Challenge:
Take down each entry exactly as written.

___ Input records ___

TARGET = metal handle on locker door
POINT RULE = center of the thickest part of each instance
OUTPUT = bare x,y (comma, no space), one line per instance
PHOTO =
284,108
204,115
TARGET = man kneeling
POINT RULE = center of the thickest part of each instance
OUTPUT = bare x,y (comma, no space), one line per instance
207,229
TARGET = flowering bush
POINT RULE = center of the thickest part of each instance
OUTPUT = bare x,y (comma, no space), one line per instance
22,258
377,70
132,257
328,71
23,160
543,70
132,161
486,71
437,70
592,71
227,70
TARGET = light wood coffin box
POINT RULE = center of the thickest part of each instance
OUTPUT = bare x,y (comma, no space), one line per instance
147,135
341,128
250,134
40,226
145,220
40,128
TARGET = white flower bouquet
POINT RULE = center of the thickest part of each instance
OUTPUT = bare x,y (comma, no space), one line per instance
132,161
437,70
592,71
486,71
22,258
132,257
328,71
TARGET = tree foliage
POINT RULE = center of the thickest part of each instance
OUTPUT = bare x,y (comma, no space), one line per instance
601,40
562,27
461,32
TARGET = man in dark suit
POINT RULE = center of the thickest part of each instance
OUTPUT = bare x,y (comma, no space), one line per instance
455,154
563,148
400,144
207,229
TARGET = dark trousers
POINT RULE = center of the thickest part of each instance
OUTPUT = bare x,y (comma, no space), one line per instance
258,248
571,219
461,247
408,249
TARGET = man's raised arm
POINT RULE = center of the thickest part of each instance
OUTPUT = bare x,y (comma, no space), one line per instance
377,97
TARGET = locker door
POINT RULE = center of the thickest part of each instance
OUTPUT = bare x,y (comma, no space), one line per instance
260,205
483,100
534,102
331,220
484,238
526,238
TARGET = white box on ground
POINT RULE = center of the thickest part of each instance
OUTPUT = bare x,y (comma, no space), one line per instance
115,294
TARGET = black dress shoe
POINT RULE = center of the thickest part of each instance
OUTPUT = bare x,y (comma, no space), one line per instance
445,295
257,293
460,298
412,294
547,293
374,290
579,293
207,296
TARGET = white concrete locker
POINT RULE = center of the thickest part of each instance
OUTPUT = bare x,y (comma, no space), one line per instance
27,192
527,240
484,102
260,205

___

Answer:
TARGET = metal handle on locker door
POINT RULE = center of the thickest part of each instance
OUTPUT = bare x,y (comma, no space), one line per instance
PHOTO =
284,108
204,115
TARGET = man kneeling
POINT RULE = center of the thickest part of each instance
OUTPUT = bare x,y (comma, no space), one line per instance
207,229
TARGET = flowering bush
POINT RULE = center of the thickest part of each instance
OUTPUT = bare x,y (comma, no space), one line per instance
22,258
377,70
132,257
328,71
23,160
543,70
132,161
486,71
437,70
592,71
227,70
TARGET = light wood coffin box
POINT RULE = center of the thickest part of each instance
OUTPUT = bare x,y (comma, no space), one line per instance
147,135
341,128
250,134
40,226
145,220
40,128
TARGET = white flower bouquet
POINT RULE = center of the thickest part of each instance
OUTPUT = bare x,y (comma, no space), one line per instance
132,161
437,70
592,71
486,71
22,258
132,257
328,71
TARGET = tree foliage
POINT RULE = center of the thickest part of each instance
OUTPUT = bare x,y (comma, no space), one line per instance
601,40
562,27
461,32
TARGET = man in dark suit
POINT RULE = center of the thickest part of each instance
OUTPUT = bare x,y (comma, no space), one line per instance
455,154
563,148
400,144
207,229
TARGET = dark trousers
POINT RULE = center of the thickest part of each instance
OUTPUT = bare x,y (comma, no space), one line per instance
258,248
571,219
461,247
408,249
TARGET = man's raised arm
POINT RULE = center of the thickest part of each instance
OUTPUT = bare x,y (comma, no space), one line per instance
377,97
TARGET = locker door
POINT RULE = center of the thickest part of each instance
OUTPUT = bare x,y (comma, no space), one line per instance
260,205
483,100
534,102
331,220
484,238
526,238
TARGET = white box on ground
POINT RULE = center of the thickest part of each instance
OUTPUT = bare x,y (comma, no space), one line per instance
115,294
TARGET = black dress shoe
POINT RULE = center of the thickest part of each instance
OUTPUT = bare x,y (comma, no space), one line per instance
445,295
257,293
460,298
412,294
547,293
374,290
579,293
207,296
TARGET = white concrete locker
POINT RULE = center of the thickest part of each instance
OUTPUT = bare x,y (comma, no space), one line per instance
27,192
527,240
484,102
260,205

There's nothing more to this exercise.